Please give back all the records exactly, but keep the pictures out.

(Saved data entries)
------------------------------------

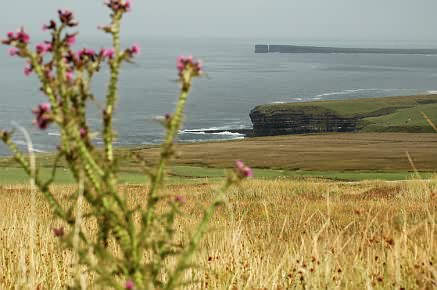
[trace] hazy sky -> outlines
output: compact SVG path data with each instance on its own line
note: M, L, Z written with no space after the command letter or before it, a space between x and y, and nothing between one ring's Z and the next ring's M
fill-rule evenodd
M2 0L5 1L5 0ZM39 31L57 8L73 9L82 34L106 23L103 0L13 0L0 32ZM437 0L134 0L131 35L331 40L437 40Z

------------------------------------

Response to the exercise:
[trace] hazy sky -> outlines
output: compact SVG path data with each instance on its own line
note: M, L, Z written with no space after the command letter or before it, a space between x and y, and nothing between one ring's Z and the next ring's M
fill-rule evenodd
M2 0L5 1L5 0ZM39 31L57 8L73 9L82 34L106 23L103 0L13 0L0 32ZM437 0L134 0L131 35L331 40L437 40Z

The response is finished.